%%

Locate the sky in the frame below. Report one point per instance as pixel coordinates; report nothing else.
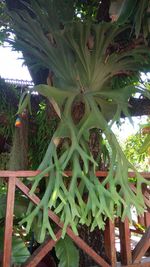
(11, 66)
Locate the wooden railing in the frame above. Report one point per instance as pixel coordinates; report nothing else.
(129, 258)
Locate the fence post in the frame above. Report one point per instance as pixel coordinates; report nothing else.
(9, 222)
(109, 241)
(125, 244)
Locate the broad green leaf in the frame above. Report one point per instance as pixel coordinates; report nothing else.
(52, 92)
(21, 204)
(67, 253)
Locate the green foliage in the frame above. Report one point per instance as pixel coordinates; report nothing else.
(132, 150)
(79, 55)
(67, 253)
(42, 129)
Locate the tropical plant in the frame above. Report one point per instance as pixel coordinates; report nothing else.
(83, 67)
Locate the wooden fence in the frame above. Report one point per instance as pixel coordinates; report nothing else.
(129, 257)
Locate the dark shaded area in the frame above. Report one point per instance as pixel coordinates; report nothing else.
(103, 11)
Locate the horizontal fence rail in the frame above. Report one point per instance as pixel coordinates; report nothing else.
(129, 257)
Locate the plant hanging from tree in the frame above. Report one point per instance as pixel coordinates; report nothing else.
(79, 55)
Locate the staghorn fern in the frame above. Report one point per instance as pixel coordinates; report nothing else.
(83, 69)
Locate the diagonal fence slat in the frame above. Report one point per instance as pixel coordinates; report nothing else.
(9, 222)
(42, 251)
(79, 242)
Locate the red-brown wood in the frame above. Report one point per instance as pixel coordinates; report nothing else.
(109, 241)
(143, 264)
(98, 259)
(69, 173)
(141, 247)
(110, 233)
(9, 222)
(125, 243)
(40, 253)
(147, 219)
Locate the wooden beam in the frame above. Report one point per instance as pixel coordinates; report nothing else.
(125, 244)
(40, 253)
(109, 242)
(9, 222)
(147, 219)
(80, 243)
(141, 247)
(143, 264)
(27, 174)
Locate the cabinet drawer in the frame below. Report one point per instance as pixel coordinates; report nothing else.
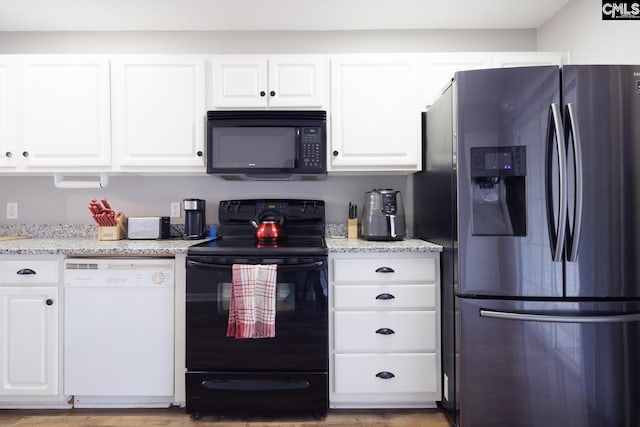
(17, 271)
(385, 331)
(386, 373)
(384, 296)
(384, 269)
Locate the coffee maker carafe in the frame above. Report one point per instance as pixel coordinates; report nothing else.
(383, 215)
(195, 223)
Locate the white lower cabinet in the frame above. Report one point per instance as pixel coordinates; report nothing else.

%%

- **What to work on**
Since the copy must hold no pictures, repeat everything else in the records exactly as written.

- **Solution to this exercise**
Locate the sky in the frame below. Report one point per instance as pixel coordinates; report nothing else.
(11, 66)
Locate the wooden railing in the frame above. Report one point per instance as pixel coordinates; report nothing else.
(129, 258)
Locate the fence post in the frame above. Report one point per instance as pixel coordinates; report nothing else.
(9, 222)
(109, 241)
(125, 244)
Locate the broad green leaf in the frame above. Report one point per instance as pixel coordinates; report nothing else.
(52, 92)
(21, 204)
(67, 253)
Locate the green foliage in the frame above. Report one point per instance as pixel coordinates; report nothing else.
(132, 150)
(79, 55)
(67, 253)
(42, 129)
Locate the tropical plant in the frame above. Report one point per instance as pixel coordinates; report nothing else.
(83, 67)
Locate the wooden fence in the frame above. Report one point per instance as pixel coordinates; report nothing else.
(129, 257)
Locate the dark shaded area in the frame above. Report one point per instance as pixel coordinates; report nothing else.
(103, 11)
Locate the horizontal fence rail in the frame above. Report one point per instance as pixel coordinates; report nothing else.
(129, 257)
Locate the plant hanging from tree in the frame above. Report one point per instance as pixel coordinates; report nothing else.
(79, 55)
Locate the staghorn fern in the frame above. Report one point per instance as pixel coordinates; report nothing else.
(83, 69)
Locate the diagonal fence slat in the frame above. Report one point per instance as pixel coordinates; report nothing else.
(9, 222)
(42, 251)
(79, 242)
Locate the red-brown wood in the frame above. Report one point per instance as pixel coordinates; report nothing else.
(109, 241)
(143, 264)
(98, 259)
(69, 173)
(141, 247)
(110, 233)
(9, 222)
(125, 243)
(40, 253)
(147, 219)
Locate the wooden beam in the frame above. Report one point per instance as pixel coordinates; report nothing else.
(125, 244)
(40, 253)
(109, 242)
(9, 222)
(147, 219)
(80, 243)
(141, 247)
(143, 264)
(27, 174)
Locate the cabinet drawer in the frame below. Report one point per instance as pixel coordinates; report nothing else.
(17, 271)
(385, 331)
(386, 373)
(384, 296)
(384, 269)
Locate the coffee maker carafe in the frame above. Report one point per instance as pixel coordinates; report nothing else.
(383, 215)
(195, 223)
Locate the white lower cabinet in the frame above. Report one point per instance as pixel coordinates; report nothing else.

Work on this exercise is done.